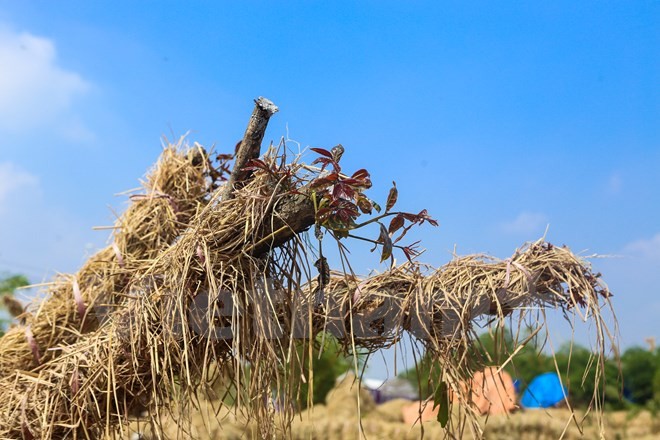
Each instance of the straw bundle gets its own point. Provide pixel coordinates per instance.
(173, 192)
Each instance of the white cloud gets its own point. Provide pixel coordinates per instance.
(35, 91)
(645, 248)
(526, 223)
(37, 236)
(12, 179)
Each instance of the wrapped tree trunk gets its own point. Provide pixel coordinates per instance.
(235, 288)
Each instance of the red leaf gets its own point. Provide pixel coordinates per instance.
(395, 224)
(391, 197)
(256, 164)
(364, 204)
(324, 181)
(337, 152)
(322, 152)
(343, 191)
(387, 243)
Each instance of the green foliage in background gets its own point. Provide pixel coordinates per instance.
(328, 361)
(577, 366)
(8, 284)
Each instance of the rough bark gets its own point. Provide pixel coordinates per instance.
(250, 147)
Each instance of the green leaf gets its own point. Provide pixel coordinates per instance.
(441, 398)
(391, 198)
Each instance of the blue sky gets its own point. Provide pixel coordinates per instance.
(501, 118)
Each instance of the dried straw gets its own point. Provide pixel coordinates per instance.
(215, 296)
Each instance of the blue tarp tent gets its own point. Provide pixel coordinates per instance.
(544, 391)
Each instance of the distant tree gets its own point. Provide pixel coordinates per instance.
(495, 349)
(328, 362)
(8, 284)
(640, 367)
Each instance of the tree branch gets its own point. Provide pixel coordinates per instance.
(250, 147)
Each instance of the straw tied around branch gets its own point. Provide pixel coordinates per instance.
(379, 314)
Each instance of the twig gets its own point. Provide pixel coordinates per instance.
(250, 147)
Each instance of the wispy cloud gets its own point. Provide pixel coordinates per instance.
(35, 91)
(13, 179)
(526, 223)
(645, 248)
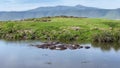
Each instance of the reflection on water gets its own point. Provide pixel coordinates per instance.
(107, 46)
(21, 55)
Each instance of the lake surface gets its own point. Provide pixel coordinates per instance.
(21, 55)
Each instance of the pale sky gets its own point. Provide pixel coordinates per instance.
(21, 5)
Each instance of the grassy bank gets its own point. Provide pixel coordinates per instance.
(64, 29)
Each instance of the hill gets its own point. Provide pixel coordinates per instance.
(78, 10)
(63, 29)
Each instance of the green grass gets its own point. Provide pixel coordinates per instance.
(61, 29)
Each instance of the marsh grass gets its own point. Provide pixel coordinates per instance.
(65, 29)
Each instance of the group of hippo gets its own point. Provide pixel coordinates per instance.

> [INSTRUCTIONS TO FOLLOW]
Restate word for word the lines from the one holding "Each instance of the lake" to the end of the listing, both ends included, and nothing more.

> [REPLY]
Each instance of the lake surface gets its own point. Provide pixel coordinates per instance.
(21, 55)
Each instance of the pale sky gets its own point. Provide pixel coordinates per instance.
(21, 5)
Each instance of the grassy bank gets its own point. Provide pixel coordinates per instance.
(64, 29)
Each instance of the hill gets its own point. Provide pixel coordinates per instance.
(78, 10)
(63, 29)
Each instance of the green grass gets its own point. Provide pixel coordinates per instance.
(61, 29)
Each instance of the marsh grass gets its own point. Provide pixel coordinates per instance.
(65, 29)
Each instance of the group of hippo gets its own point. Provide pixel coordinates per instance.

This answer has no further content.